● **Exercise prompt**:
Copy out the lines of the records below, beginning with the line containing "Practice step: find the grabber" and continuing through the end of the records. Change "cobblestone paving" to "brick paving" and leave everything else unchanged.
___ Extracted material
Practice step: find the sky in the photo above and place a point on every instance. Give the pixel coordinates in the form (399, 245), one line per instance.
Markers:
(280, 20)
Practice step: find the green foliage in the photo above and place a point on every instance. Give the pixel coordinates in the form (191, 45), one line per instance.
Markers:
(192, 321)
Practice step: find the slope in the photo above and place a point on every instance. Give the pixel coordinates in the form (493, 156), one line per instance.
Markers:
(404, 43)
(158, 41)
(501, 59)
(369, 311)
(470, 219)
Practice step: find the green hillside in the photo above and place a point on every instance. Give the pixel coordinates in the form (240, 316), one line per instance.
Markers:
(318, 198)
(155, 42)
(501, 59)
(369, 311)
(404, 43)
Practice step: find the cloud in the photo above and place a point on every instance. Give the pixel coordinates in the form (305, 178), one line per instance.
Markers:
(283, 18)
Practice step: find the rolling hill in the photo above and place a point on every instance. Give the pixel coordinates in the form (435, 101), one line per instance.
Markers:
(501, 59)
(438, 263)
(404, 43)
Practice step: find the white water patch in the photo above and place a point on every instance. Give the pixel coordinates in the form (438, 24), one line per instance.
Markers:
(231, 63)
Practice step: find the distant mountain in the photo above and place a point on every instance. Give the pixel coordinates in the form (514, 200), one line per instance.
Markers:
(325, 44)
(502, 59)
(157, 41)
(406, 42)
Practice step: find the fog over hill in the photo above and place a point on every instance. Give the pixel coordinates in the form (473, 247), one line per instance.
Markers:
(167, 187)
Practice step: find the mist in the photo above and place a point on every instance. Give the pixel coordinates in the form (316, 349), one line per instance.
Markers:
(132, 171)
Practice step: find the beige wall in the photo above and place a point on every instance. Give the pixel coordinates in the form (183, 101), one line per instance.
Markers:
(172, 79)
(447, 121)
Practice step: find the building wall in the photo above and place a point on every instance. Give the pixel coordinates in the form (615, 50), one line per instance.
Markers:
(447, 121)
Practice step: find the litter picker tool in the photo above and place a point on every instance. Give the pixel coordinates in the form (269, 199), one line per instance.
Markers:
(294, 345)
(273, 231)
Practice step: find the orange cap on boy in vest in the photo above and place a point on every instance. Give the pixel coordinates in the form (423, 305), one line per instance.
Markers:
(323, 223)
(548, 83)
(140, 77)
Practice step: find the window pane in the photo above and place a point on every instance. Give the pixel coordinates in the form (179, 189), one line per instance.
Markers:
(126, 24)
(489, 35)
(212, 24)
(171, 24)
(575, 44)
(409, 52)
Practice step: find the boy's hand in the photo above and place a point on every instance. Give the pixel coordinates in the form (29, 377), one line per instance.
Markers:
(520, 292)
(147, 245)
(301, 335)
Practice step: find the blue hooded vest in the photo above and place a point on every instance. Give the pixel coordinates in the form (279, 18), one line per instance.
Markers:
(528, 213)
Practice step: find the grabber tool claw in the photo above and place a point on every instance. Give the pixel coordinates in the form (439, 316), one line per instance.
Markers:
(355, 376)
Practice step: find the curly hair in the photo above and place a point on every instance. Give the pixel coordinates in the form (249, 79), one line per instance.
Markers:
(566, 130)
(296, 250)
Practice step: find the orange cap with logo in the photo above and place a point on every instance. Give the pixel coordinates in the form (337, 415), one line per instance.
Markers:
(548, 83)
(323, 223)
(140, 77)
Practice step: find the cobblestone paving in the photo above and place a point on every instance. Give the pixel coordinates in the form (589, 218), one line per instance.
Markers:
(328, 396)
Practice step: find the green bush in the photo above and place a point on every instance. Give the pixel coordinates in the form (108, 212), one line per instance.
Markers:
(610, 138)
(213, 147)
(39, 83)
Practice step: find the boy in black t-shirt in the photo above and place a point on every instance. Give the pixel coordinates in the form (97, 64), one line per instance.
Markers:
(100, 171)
______
● **Solution to this problem**:
Practice step: find the grabber tool claw in the photo above and place a point on every instance. Give the pixel coordinates in the form (439, 316), one line per instance.
Markers:
(355, 376)
Practice step: find the curly hair in the photo above and place a point on every instance. Give the pixel coordinates in the form (249, 79), one line per instance.
Markers:
(566, 130)
(296, 250)
Practice step: find the orange cap with logo in the photo above and place a point on every instance. Give the pixel coordinates in the form (337, 415), one line per instance.
Markers:
(548, 83)
(323, 223)
(140, 77)
Practice step: find the brick paving in the photo above and place a point on every instance. Give the pixel coordinates in the form (589, 218), one line per instance.
Markers:
(328, 396)
Practice step: find the green bush in the photo above and place a point on every instance. Give the pixel coordinates in the form (108, 212), one line per instance.
Markers:
(610, 138)
(213, 147)
(39, 83)
Practice step: find the boy in black t-shirt in the photo above and place a point on every instance. Give the pixel coordinates in the form (97, 64), one line per instance.
Markers:
(100, 171)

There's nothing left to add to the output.